■ **What to work on**: Could you put the listing below into a numbered list, leaving out any blank lines?

■ **Excerpted data**:

══════

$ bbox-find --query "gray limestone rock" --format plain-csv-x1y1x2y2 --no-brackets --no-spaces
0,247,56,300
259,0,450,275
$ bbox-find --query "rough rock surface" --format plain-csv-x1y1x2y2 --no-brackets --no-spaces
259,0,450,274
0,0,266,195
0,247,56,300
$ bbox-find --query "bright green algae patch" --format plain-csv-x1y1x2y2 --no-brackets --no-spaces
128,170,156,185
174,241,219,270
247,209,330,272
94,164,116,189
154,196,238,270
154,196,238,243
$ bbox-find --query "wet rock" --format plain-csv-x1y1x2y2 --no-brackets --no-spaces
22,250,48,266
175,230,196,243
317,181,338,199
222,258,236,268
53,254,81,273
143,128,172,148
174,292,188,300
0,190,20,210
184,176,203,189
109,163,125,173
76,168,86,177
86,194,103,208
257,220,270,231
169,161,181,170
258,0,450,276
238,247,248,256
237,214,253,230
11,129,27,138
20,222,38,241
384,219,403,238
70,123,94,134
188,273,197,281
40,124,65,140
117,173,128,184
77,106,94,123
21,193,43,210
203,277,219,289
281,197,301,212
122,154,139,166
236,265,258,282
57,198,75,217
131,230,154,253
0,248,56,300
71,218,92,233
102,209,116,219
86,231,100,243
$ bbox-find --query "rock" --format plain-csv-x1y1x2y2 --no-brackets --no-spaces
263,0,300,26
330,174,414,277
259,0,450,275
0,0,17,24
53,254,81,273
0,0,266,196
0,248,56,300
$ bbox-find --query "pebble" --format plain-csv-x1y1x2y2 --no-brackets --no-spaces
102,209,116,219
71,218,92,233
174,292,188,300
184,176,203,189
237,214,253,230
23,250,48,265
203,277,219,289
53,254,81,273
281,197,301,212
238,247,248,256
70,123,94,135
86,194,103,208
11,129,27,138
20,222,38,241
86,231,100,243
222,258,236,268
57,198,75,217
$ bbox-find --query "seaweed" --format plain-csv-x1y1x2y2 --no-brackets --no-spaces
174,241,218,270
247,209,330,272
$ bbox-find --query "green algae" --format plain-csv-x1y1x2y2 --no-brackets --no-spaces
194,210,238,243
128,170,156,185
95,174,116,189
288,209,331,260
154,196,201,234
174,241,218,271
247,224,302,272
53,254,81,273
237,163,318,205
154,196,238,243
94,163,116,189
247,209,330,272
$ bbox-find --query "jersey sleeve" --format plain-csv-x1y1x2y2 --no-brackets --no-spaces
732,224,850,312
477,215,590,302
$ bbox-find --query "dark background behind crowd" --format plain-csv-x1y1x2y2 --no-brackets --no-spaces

══════

■ **Problem solution**:
1. $ bbox-find --query "gray limestone rock" --format plain-csv-x1y1x2y2 --no-brackets --no-spaces
2. 0,247,56,300
3. 259,0,450,275
4. $ bbox-find --query "rough rock surface" --format plain-csv-x1y1x2y2 --no-brackets --no-spaces
5. 259,0,450,274
6. 0,0,266,195
7. 0,247,56,300
8. $ bbox-find --query "bright green algae patch" --format plain-csv-x1y1x2y2 --no-brackets --no-spaces
9. 128,170,156,185
10. 174,241,219,270
11. 247,209,330,272
12. 94,164,116,189
13. 154,196,238,270
14. 154,196,238,243
15. $ bbox-find --query "wet rock" --format plain-csv-x1y1x2y2 --no-brackets --no-spaces
16. 22,250,48,266
17. 175,230,196,243
18. 317,181,338,199
19. 222,258,236,268
20. 53,254,81,273
21. 143,128,172,148
22. 174,292,188,300
23. 0,190,20,210
24. 184,176,203,189
25. 109,163,125,173
26. 76,168,86,177
27. 86,194,103,208
28. 257,220,270,231
29. 169,161,181,170
30. 258,0,450,276
31. 238,247,248,256
32. 237,214,253,230
33. 11,129,27,138
34. 20,222,38,241
35. 384,219,403,238
36. 70,123,94,134
37. 188,273,197,281
38. 40,124,65,140
39. 117,173,128,184
40. 77,106,94,123
41. 21,193,43,210
42. 203,277,219,289
43. 281,197,301,212
44. 122,154,139,166
45. 236,265,258,282
46. 57,198,75,217
47. 131,230,154,253
48. 0,248,56,300
49. 71,218,92,233
50. 102,209,116,219
51. 86,231,100,243
52. $ bbox-find --query "rock" --format plain-csv-x1y1x2y2 --no-brackets --no-spaces
53. 263,0,300,26
54. 330,174,414,277
55. 259,0,450,275
56. 0,0,17,24
57. 53,254,81,273
58. 0,0,266,196
59. 0,248,56,300
60. $ bbox-find --query "pebble" --format plain-csv-x1y1x2y2 --no-brackets --no-spaces
61. 102,209,116,219
62. 71,218,92,233
63. 174,292,188,300
64. 184,176,203,189
65. 237,214,253,230
66. 23,250,48,265
67. 203,277,219,289
68. 53,254,81,273
69. 281,197,301,212
70. 238,247,248,256
71. 70,123,94,135
72. 86,194,103,208
73. 11,129,27,138
74. 20,222,38,241
75. 86,231,100,243
76. 222,258,236,268
77. 57,198,75,217
78. $ bbox-find --query "seaweed" --format plain-csv-x1y1x2y2 --no-brackets --no-spaces
79. 174,241,218,270
80. 247,209,330,272
81. $ bbox-find --query "green algae" --format plain-csv-x1y1x2y2 --no-brackets --no-spaces
82. 194,210,238,243
83. 128,170,156,185
84. 95,174,116,189
85. 288,209,331,260
86. 154,196,201,234
87. 174,241,218,271
88. 247,224,302,272
89. 53,254,81,273
90. 237,163,318,205
91. 154,196,238,243
92. 94,163,116,189
93. 247,209,330,272
94. $ bbox-find --query "jersey sleeve" --format plain-csv-x1y1x2y2 --no-brackets --no-spaces
95. 732,224,850,312
96. 477,215,590,302
97. $ bbox-find --query "dark background behind crowd" --format plain-csv-x1y1x2y2 --no-brackets --no-spaces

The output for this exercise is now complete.